_Stated problem 1_: Repeat the passage of the Glass Casket EP article between "Professional ratings" and "Glass Casket record.", inclusive, word for word.
_Stated problem 2_: Pick up the Glass Casket EP article after its last sentence and keep writing it.

_Page extract_:
• • • • •

EP by Glass Casket
- Released: June 9, 2023
- Studio: The Basement Studios, Winston-Salem, North Carolina
- Genre: Deathcore; technical death metal; progressive metal;
- Length: 13:36
- Label: Silent Pendulum
- Producer: Jamie King

Glass Casket chronology
| Desperate Man's Diary (2006) | Glass Casket (2023) |  |

Singles from Glass Casket
- "Let Them Go" Released: March 16, 2023;

= Glass Casket (EP) =

Glass Casket is an EP by American deathcore band Glass Casket. The EP was released on June 9, 2023 through Silent Pendulum Records.

Professional ratings
Review scores
| Source | Rating |
| Distorted Sound | 8/10 |
| New Noise | Star |
| Punktastic | Positive |

==Background==
Shortly after the release of the band's second album, Desperate Man's Diary, Glass Casket became mostly inactive as the members focused on other projects. In January 2014, it was announced that guitarist Wes Hauch had joined the band. Around this same time, band members stated that they were writing material for a new Glass Casket record.

• • • • •

_Data listing_:
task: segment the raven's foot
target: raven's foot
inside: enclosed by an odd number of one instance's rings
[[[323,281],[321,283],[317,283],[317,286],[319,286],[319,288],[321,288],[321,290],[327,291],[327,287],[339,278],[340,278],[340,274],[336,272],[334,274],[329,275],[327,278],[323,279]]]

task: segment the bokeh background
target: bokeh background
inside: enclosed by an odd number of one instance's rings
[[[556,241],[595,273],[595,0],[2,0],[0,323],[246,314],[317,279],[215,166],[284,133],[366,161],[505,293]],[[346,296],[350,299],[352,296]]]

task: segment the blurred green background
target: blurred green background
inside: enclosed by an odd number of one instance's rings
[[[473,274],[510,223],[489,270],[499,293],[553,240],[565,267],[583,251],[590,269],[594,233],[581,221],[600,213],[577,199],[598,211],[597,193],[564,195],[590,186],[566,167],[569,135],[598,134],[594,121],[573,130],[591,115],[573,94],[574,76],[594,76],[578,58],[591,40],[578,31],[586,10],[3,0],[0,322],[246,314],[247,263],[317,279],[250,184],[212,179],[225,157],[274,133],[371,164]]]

• • • • •

_Reply 1_:
Professional ratings
Review scores
| Source | Rating |
| Distorted Sound | 8/10 |
| New Noise | Star |
| Punktastic | Positive |

==Background==
Shortly after the release of the band's second album, Desperate Man's Diary, Glass Casket became mostly inactive as the members focused on other projects. In January 2014, it was announced that guitarist Wes Hauch had joined the band. Around this same time, band members stated that they were writing material for a new Glass Casket record.

_Reply 2_:
On January 27, 2023, Silent Pendulum Records founder and CEO Michael Kadner announced that Glass Casket had been signed to the label and that a new record would be released later in the year; additionally, Kadner also announced that Silent Pendulum had obtained the rights to We Are Gathered Here Today and Desperate Man's Diary and would be reissuing the albums on vinyl. After spending more than a decade in development hell, Glass Casket released its first new song in 17 years, "Let Them Go", on March 16 as the lead single from the upcoming release. That same day, the band announced that it would be releasing a self-titled EP on June 9.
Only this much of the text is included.